■ Instructions for the task:
Answer these questions using the film reviews.
1. In what kind of place is The Disappearance of Alice Creed set almost exclusively?
2. Which actor is called phenomenal in the review of The Social Network?
3. In Monsters, what brings alien spores into the area around the Mexico-USA border?

■ Selected extract:
──────────

The Disappearance of Alice Creed
Two men decide to kidnap an adult daughter of a hugely wealthy man for the ransom money. The first few minutes of the film are filled with a sense of unpleasantness and dread, even though very little is actually happening. Soon enough they kidnap her, and everything follows on from there. It’s a highly unpleasant film, and suspenseful in a very real way. Also, it shows Gemma Arterton as a genuine acting talent; she’s fantastic throughout, as are the other cast members in a tiny film with a tiny cast. It’s set almost exclusively in one small flat in an undisclosed location, and we see how these two men treat Alice Creed as they wait for the ransom money to be sorted. They struggle over how to treat her; you can tell that neither is really entirely comfortable with what they’re doing, and cracks certainly begin to show. She is treated unpleasantly, of course, and there are some genuinely horrible scenes. It’s extremely impressive how it manages to give us a scene where Arterton, a hugely attractive woman in my books, becomes naked and it’s not at all leering, nor does it summon a single shred of sexual feeling in the audience. This is a deeply unpleasant, but highly watchable movie. It’s compelling throughout, and certainly worth seeking out.
The Social Network
Well this is just effortlessly clever, witty and compelling. Jesse Eisenberg is phenomenal throughout, and, well, it’s one of those films where I don’t even feel like there’s much to say about it. It’s just wonderful. It’s one of those films I just get the desire to watch from time to time for no reason whatsoever. That’s it, really. Go watch it if you haven’t. And if you have consider watching it again sometime soon.
A monster movie in which the monsters very much play a supporting role. Hell, it’s called Monsters, yet it’s not really about the Monsters. And luckily it’s not one of those films where it thinks it’s being very clever by heavily insinuating that we, the humans, are the monsters. It’s a road movie, and a very emotionally quiet love story. A NASA probe brings back alien spores into the area surrounding the Mexico-USA border, and huge alien creatures begin to colonise the whole damn place. It’s cordoned and walled off, and called ‘The Infected Zone’. But life goes on, and people adapt. Years after this a photo-journalist who covers the zone is forced to accompany his employer’s daughter to Mexico’s Atlantic coast so that she can get the last ship before the creatures’ breeding season to the U.S. They miss the boat, and he’s forced to find a way through the infected zone to the border. We follow their travels, and very occasionally get to see the aforementioned monsters. As I said before, it’s kind of a love story. It all hinges on the relationship of the two principal characters, and the ending is one of those underplayed moments where nothing is said and nothing needs to be said. Also, considering it was made for less than $500,000, and all the (hugely impressive, and again underplayed) special effects were done by the writer-director on his laptop, this movie is not only an achievement; it’s an illustration of how the lowering barriers of entry for movie-making are bringing imaginative new talents into the industry and the medium as a whole.

──────────

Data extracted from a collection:
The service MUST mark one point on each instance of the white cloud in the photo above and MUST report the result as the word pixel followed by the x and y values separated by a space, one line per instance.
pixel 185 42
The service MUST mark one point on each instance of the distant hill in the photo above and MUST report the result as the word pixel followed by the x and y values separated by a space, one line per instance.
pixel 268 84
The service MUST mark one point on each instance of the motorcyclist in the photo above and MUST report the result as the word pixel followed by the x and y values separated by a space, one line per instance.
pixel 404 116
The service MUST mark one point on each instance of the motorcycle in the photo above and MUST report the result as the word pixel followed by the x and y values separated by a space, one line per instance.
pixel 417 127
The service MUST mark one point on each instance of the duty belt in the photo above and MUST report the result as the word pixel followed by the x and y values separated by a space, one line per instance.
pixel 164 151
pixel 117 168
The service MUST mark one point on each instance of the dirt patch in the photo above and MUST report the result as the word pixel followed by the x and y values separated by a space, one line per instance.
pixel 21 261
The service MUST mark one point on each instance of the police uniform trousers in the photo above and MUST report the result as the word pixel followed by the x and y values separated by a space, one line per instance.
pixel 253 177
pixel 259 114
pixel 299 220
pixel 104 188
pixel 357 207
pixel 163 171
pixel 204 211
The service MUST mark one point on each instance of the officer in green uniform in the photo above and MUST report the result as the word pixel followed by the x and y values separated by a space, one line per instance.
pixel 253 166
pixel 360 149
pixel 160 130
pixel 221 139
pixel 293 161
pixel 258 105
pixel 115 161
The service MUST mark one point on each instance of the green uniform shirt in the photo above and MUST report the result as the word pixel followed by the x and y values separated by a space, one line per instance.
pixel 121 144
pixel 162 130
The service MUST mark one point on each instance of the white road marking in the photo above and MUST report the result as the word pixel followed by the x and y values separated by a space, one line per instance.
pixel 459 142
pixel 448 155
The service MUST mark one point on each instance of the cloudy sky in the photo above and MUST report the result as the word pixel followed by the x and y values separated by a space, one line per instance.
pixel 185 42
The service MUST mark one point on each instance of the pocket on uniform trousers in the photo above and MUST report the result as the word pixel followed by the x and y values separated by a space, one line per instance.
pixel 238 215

──────────

■ Answer space:
1. One small flat in an undisclosed location.
2. Jesse Eisenberg.
3. A NASA probe.